Reproduce the lines below word for word, beginning with the line that contains "the white pyramid" and ending with the line that contains "Mark the small", both included.

- _Data provided_
======

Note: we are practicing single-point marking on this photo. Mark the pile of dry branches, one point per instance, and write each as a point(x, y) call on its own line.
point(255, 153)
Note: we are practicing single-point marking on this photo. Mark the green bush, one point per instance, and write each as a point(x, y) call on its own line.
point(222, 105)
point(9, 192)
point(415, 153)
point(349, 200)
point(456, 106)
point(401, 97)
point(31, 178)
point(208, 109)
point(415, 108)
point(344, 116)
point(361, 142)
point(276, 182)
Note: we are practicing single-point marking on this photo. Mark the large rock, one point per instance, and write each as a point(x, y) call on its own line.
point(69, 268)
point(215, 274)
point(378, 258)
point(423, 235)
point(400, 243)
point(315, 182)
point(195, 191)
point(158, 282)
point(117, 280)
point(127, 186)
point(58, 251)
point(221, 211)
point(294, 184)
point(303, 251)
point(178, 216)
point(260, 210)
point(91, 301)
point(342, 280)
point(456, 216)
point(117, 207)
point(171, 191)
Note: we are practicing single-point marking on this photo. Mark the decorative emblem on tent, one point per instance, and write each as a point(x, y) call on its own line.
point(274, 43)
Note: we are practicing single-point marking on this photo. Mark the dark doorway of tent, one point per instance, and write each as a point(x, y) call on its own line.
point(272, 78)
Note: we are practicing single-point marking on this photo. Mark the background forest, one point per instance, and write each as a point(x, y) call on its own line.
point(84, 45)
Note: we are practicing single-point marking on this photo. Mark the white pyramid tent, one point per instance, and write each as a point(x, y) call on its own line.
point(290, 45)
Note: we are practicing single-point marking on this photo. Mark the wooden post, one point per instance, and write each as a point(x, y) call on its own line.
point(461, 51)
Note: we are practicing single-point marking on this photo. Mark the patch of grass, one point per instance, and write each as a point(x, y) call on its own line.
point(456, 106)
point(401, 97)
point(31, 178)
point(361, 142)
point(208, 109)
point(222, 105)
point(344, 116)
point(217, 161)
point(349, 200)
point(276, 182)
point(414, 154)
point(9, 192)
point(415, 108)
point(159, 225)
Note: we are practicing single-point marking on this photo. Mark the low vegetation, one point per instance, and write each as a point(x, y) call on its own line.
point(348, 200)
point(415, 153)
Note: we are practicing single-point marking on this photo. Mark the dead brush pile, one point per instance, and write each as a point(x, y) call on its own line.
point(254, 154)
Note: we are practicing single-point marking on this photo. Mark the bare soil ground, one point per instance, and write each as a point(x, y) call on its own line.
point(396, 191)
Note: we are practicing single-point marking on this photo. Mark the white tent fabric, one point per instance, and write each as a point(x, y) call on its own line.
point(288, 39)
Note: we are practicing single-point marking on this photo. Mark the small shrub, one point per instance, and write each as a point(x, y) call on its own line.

======

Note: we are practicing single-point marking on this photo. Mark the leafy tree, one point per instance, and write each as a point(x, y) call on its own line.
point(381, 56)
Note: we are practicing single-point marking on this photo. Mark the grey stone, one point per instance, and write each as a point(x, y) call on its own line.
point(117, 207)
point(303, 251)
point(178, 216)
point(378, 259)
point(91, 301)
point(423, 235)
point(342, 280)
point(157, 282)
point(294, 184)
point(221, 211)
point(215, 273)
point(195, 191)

======

- _Result_
Note: we are practicing single-point marking on this photo. Mark the white pyramid tent, one point per instance, and write each as a point(x, y) call on its own line.
point(290, 45)
Note: we are practicing single-point marking on this photo. Mark the wooden post, one point per instance, and write each as a point(x, y) call on its own line.
point(461, 51)
Note: we are practicing single-point marking on this photo. Mark the patch of grass, one point per instance, and write each as a point(x, y) call on its own line.
point(456, 106)
point(401, 97)
point(31, 178)
point(361, 142)
point(208, 109)
point(222, 105)
point(344, 116)
point(217, 161)
point(349, 200)
point(276, 182)
point(414, 154)
point(9, 192)
point(415, 108)
point(159, 225)
Note: we are practicing single-point marking on this photo. Mark the low vegetation, one point per instance, and write each as a point(x, y) call on its own line.
point(348, 200)
point(415, 153)
Note: we are practicing single-point marking on this photo. Mark the dead brush pile, one point per instance, and write each as a point(x, y) call on its own line.
point(254, 154)
Note: we are practicing single-point marking on this photo. Mark the bare soil ground, one point per instance, and write each as a point(x, y) call on its own line.
point(396, 191)
Note: we are practicing single-point marking on this photo. Mark the white tent fabric, one point per instance, and write each as a point(x, y) call on its own line.
point(288, 39)
Note: we are practicing single-point marking on this photo. Mark the small shrub, one point per instance, and write each as a point(x, y) call on its own line.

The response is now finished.